Source passage:
----------

I think of football (soccer) club websites much as I do automotive websites; traditionally pretty poor and, dare I say it, a reliable indicator of little digital knowledge at a board or senior management level.

The stereotypical Premier League club website would have a big interstitial with a button to 'enter site', then a clunky UX that's too busy, not mobile-friendly, or both.

On top of that, the average ticket buying experience is usually enough to make you tear your hair out.

Thankfully, over the last two or three years, most Premier League clubs have improved their websites, but there is still not much to get excited about.

Take West Ham United as an example. The club launched a new website in early 2015.

Improvements were made but you can still see evidence of 'enter site' interstitials, alongside arguably too much display advertising (retargeting from retailers etc.), and a slightly confused homepage that includes, amongst other things, social media posts which are surely better consigned to their own channel.

Interstitial when you arrive at West Ham's website

west ham website 

The usability of the site is also compromised by less than elegant UX and formatting (see below).

I'm being a little picky, but the point is that Premier League websites have improved but still aren't great.

west ham website  west ham website

Southampton FC

However, Southampton FC launched its new site earlier this month claiming it would rethink the fan-club relationship and be measured against world-leading brands, rather than simply other football clubs.

So, does the site look promising? Here are some of the things I noticed.

Newsfeed as homepage

This is a sensible idea. Homepages are too often a confusing hodge podge of content blocks.

Southampton's homepage defaults to 'Saints Live', the name Southampton gives to its newsfeed. For anything else, you can dive into the menu.

Above the fold sits a carousel which shows the latest news story and a marketing message (when I visited this was discounted tickets for an upcoming cup game).

It is slightly annoying that I can't swipe this carousel, but the transition does at least grab my attention.

Below this carousel and still above the fold is key information (next match and league position), which is presented clearly.

southampton fc website  southampton website

From then on, you can scroll down through the newsfeed (ordered chronologically) and pick out a story or video that interests you.

----------

The problem:
Retype everything in the article on football club websites from "Interstitial when you" down to "still aren't great.", word for word.

Records supplied:
----------

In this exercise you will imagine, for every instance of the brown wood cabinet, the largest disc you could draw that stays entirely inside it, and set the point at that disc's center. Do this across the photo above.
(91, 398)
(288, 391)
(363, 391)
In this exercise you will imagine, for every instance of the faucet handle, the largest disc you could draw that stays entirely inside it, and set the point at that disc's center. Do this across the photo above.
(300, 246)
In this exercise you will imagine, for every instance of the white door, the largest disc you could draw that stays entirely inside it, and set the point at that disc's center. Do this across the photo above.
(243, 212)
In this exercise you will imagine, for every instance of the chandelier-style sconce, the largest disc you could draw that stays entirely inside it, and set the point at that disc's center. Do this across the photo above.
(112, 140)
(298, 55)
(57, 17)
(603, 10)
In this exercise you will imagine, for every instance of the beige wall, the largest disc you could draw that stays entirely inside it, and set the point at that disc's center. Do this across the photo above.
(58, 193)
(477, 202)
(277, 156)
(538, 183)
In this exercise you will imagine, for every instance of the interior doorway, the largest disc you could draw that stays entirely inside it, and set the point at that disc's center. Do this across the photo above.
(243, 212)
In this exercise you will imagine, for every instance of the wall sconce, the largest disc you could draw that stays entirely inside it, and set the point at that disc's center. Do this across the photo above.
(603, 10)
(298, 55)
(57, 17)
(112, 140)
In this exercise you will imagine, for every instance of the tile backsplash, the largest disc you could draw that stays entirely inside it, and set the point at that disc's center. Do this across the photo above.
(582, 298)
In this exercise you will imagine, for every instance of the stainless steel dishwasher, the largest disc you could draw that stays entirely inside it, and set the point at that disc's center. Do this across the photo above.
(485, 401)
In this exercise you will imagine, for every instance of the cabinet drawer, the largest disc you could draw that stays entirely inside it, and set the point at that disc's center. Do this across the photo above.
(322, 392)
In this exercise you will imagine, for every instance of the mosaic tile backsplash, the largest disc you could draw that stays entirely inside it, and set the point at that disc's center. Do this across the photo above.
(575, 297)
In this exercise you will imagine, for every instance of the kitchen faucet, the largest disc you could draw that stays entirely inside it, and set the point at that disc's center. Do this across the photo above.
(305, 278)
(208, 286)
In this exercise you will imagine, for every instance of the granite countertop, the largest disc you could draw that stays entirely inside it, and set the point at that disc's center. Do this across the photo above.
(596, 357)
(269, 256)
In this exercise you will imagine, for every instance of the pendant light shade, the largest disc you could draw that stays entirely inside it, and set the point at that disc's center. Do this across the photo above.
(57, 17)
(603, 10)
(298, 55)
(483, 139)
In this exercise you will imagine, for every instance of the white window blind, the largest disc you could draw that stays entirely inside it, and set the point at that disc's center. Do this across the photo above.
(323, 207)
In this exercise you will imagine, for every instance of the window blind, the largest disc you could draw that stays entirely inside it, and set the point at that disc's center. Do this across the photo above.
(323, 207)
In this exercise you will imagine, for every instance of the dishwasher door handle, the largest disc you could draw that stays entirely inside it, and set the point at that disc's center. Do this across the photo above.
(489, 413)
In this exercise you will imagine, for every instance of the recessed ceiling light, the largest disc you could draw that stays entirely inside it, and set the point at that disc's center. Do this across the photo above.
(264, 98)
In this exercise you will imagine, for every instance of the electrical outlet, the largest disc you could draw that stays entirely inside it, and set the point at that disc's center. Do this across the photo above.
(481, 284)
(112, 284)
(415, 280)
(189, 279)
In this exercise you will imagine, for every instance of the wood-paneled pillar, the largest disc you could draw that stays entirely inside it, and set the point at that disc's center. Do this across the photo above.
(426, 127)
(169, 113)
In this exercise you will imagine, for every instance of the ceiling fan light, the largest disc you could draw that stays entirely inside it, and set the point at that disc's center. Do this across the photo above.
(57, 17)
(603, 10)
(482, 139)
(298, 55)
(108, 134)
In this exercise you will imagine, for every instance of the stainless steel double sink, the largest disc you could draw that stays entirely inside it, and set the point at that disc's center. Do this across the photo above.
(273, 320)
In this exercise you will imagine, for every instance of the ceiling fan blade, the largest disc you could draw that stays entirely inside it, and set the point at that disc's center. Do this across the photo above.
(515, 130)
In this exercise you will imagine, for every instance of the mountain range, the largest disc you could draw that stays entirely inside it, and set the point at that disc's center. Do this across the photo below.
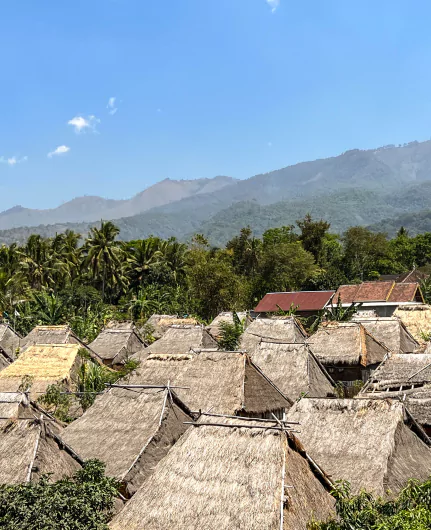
(380, 187)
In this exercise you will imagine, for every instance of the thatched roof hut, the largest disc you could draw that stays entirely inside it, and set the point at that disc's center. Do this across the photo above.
(373, 444)
(137, 426)
(417, 319)
(160, 323)
(346, 343)
(294, 369)
(225, 476)
(285, 329)
(46, 364)
(116, 342)
(50, 335)
(225, 382)
(29, 443)
(214, 328)
(400, 371)
(180, 340)
(9, 341)
(391, 332)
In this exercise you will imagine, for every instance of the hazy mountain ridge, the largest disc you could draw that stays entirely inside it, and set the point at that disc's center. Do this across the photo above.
(94, 208)
(356, 187)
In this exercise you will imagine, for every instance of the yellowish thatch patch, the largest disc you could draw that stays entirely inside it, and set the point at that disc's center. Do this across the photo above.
(44, 362)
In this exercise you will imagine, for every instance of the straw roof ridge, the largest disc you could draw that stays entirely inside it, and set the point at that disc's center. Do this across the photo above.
(223, 477)
(343, 434)
(62, 334)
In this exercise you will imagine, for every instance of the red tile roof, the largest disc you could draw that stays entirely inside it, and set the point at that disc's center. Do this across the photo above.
(377, 292)
(304, 300)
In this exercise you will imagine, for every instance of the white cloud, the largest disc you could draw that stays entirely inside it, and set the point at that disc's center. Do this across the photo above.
(13, 160)
(60, 150)
(273, 4)
(111, 106)
(80, 124)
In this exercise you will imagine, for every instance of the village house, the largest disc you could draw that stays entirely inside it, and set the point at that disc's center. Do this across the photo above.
(214, 328)
(348, 351)
(373, 444)
(116, 343)
(391, 332)
(417, 319)
(179, 339)
(383, 298)
(305, 303)
(277, 329)
(138, 426)
(294, 369)
(225, 382)
(227, 473)
(30, 444)
(45, 365)
(157, 325)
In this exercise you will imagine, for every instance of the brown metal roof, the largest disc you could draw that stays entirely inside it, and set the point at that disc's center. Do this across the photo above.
(303, 300)
(377, 292)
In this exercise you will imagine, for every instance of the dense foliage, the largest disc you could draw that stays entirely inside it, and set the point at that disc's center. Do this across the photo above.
(410, 510)
(82, 502)
(88, 282)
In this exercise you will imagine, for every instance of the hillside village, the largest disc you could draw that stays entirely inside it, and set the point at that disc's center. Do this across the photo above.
(177, 381)
(248, 420)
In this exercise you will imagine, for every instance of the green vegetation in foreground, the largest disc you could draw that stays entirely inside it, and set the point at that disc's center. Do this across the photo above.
(59, 280)
(410, 510)
(82, 502)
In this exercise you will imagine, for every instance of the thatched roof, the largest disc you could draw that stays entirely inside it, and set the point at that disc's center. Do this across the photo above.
(46, 363)
(214, 327)
(137, 426)
(286, 330)
(220, 478)
(417, 319)
(180, 339)
(160, 323)
(368, 442)
(401, 371)
(114, 344)
(346, 343)
(391, 332)
(9, 340)
(29, 443)
(294, 369)
(225, 382)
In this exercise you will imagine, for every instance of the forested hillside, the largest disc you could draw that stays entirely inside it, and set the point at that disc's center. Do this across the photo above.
(55, 280)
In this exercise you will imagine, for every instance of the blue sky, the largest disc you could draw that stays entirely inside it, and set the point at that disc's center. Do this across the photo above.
(201, 88)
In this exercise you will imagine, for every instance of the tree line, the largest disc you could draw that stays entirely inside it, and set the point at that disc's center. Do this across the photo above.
(85, 282)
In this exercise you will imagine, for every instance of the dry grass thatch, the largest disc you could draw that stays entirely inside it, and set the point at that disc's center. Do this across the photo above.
(417, 319)
(364, 441)
(214, 328)
(391, 332)
(47, 364)
(180, 339)
(115, 344)
(286, 330)
(137, 427)
(9, 340)
(346, 343)
(226, 382)
(401, 371)
(160, 323)
(29, 443)
(293, 369)
(224, 478)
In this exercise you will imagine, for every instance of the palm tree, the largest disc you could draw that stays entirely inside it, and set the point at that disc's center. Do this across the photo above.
(103, 255)
(144, 254)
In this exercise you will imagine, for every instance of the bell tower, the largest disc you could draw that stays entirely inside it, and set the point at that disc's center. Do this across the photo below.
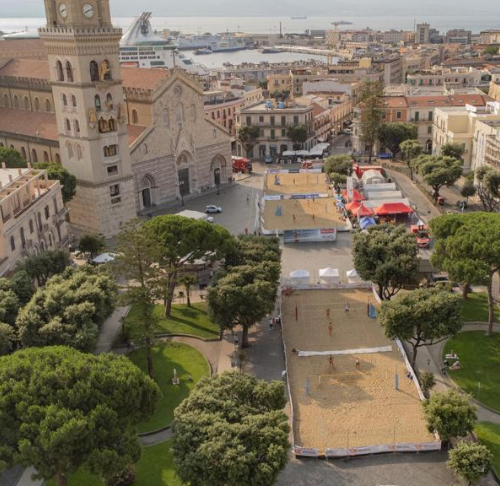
(82, 47)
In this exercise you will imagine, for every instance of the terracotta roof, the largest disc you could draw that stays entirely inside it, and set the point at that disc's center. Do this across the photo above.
(143, 78)
(29, 123)
(134, 132)
(134, 78)
(26, 68)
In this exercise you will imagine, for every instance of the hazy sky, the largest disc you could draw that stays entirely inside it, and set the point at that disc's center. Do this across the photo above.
(285, 8)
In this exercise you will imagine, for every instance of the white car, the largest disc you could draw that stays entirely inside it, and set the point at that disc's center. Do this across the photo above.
(213, 209)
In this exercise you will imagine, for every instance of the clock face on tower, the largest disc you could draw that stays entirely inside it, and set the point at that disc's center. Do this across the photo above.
(63, 10)
(88, 10)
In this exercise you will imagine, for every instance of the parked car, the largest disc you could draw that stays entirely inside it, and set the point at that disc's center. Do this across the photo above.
(213, 209)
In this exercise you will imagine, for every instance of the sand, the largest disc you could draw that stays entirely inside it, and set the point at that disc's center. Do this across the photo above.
(326, 215)
(346, 407)
(296, 184)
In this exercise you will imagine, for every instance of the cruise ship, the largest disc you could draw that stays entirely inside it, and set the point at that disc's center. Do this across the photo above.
(216, 43)
(141, 47)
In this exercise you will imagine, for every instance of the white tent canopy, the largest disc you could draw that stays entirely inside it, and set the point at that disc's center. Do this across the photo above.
(329, 275)
(300, 277)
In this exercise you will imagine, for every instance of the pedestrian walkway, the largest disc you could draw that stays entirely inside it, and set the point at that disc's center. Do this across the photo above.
(429, 358)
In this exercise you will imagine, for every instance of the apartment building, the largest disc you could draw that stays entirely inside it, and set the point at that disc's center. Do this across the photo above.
(33, 216)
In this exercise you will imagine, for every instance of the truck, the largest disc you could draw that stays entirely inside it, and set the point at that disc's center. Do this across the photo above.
(241, 164)
(423, 236)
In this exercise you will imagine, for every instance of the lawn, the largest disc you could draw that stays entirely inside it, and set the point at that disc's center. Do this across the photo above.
(167, 356)
(192, 320)
(155, 468)
(489, 435)
(479, 356)
(475, 308)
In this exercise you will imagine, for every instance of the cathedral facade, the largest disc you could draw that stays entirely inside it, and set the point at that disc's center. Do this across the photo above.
(134, 138)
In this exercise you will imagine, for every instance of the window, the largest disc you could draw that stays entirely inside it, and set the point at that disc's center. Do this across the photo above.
(110, 150)
(59, 71)
(180, 114)
(69, 72)
(94, 71)
(112, 170)
(109, 101)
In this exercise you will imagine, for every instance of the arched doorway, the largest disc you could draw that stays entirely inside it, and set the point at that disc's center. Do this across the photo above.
(218, 169)
(147, 192)
(183, 174)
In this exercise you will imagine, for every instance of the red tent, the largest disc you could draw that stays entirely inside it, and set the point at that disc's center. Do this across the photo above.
(353, 206)
(364, 211)
(393, 208)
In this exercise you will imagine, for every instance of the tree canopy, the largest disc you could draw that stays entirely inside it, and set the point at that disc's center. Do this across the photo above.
(387, 256)
(12, 158)
(61, 409)
(231, 430)
(450, 414)
(244, 296)
(58, 172)
(184, 240)
(410, 149)
(470, 460)
(438, 171)
(68, 310)
(421, 317)
(392, 135)
(91, 245)
(248, 136)
(138, 254)
(468, 248)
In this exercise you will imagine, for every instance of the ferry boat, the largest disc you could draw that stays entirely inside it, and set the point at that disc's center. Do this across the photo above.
(216, 43)
(141, 47)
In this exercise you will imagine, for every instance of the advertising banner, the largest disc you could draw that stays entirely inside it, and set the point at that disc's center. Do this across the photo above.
(318, 235)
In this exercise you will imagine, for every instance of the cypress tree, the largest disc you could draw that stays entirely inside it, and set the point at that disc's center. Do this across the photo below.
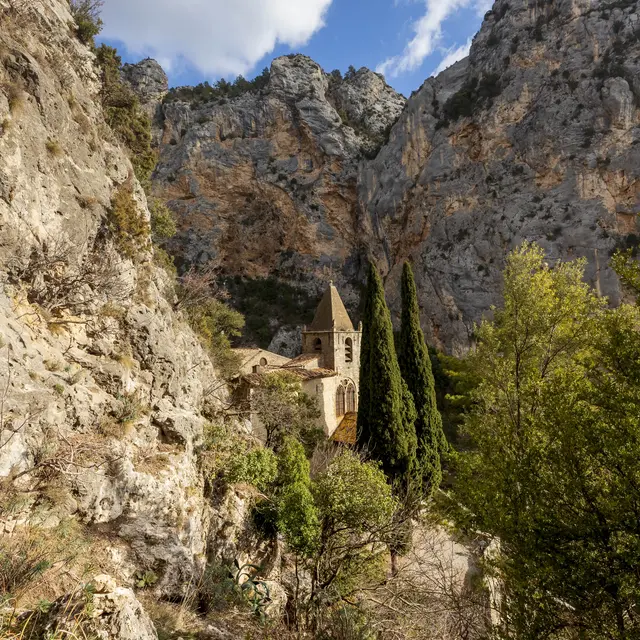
(364, 401)
(415, 366)
(386, 413)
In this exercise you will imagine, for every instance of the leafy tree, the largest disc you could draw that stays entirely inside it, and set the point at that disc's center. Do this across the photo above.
(86, 14)
(163, 222)
(356, 510)
(386, 422)
(216, 323)
(554, 475)
(284, 409)
(297, 517)
(415, 366)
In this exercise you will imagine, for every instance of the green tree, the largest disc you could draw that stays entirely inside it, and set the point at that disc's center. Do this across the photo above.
(415, 366)
(297, 516)
(124, 115)
(387, 420)
(285, 410)
(554, 474)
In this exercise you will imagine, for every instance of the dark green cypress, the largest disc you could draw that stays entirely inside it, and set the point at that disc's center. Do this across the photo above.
(386, 409)
(415, 366)
(364, 399)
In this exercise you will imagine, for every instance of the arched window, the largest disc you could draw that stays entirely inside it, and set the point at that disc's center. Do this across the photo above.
(340, 402)
(349, 350)
(351, 399)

----------

Output for this exercise:
Interstitial when you arrive at West Ham's website

west ham website 

The usability of the site is also compromised by less than elegant UX and formatting (see below).

I'm being a little picky, but the point is that Premier League websites have improved but still aren't great.